**Quoted text**

Tech Talk - Oil producing countries around 1 mbd, Kazakhstan, Qatar, Indonesia and Azerbaijan

In this series of posts I have been taking a quick look at the current oil and natural gas production from the world’s top oil producers, using initially the table that the EIA developed for 2008. In just four posts (the top tier at above 3.1 mbd; the upper second tier, the lower second tier and those at about 2 mbd ) I have now reached the final few that produce above 1 mbd. As it is I have slightly re-arranged the order since back in 2008 India was producing more that Azerbaijan, but while Indian production stayed the same, Azerbaijan production has now risen above 1 mbd, so I made the switch.

This limited number of countries includes those whose production is waning, as well as those to whom we might look for improved output to meet the rising demand. That, I would remind you, has been predicted to be about 1.4 mbd more this year than last, providing of course that the recession continues to recede from the global markets, a question that rising prices for oil might throw in doubt. With civil war in Libya appearing more likely, there is a significant possibility that the 1.6 mbd that the country produces might disappear from the scene for a while. So where can the make-up to a total of an additional 3 mbd come from? Well let’s take a look at what these four countries are doing and see whether they are going to be able to help.

**Stated task 1**
Copy out the entries word for word, from the first one through the line that contains "[1399,17,1546,104]".

(Entries from a data source)

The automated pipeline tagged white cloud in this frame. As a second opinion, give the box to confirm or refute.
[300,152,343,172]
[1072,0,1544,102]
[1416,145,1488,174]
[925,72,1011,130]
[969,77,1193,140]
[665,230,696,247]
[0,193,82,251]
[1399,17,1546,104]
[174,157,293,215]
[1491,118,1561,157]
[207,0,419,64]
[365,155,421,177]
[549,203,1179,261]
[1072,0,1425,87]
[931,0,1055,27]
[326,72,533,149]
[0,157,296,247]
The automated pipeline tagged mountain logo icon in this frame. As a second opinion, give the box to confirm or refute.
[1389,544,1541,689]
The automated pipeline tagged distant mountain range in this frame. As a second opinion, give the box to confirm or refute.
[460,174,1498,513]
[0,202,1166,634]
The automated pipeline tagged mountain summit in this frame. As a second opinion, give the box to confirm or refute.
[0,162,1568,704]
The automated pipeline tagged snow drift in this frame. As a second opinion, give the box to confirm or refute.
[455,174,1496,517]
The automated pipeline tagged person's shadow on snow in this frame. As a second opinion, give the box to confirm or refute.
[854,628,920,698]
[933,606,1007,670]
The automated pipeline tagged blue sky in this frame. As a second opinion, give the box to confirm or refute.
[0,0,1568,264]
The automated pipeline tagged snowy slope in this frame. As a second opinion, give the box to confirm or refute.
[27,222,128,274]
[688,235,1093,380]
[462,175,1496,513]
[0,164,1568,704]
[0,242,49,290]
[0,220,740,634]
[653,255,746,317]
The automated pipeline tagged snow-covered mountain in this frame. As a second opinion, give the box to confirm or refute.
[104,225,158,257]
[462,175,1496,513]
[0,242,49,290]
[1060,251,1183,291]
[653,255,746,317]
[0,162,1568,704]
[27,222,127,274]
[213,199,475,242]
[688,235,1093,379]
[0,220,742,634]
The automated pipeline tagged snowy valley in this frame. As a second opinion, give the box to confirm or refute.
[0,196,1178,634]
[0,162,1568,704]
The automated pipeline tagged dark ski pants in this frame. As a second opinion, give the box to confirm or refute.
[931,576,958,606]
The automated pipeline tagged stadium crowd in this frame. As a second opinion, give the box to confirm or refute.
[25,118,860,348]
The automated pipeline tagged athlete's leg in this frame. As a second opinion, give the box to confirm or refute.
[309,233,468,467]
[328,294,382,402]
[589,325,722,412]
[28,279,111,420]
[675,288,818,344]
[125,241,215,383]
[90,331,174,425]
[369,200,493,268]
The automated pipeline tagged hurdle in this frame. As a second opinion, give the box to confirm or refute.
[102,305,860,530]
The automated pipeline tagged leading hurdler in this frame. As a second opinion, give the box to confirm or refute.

**Stated task 2**
Answer these from the post on oil production:
(a) Which country was moved ahead of India in the order?
(b) By how much is demand predicted to rise this year over last?
(c) How much oil does Libya produce?

**Exercise output 1**
The automated pipeline tagged white cloud in this frame. As a second opinion, give the box to confirm or refute.
[300,152,343,172]
[1072,0,1544,102]
[1416,145,1488,174]
[925,72,1011,130]
[969,77,1193,140]
[665,230,696,247]
[0,193,82,251]
[1399,17,1546,104]

**Exercise output 2**
(a) Azerbaijan
(b) About 1.4 mbd
(c) 1.6 mbd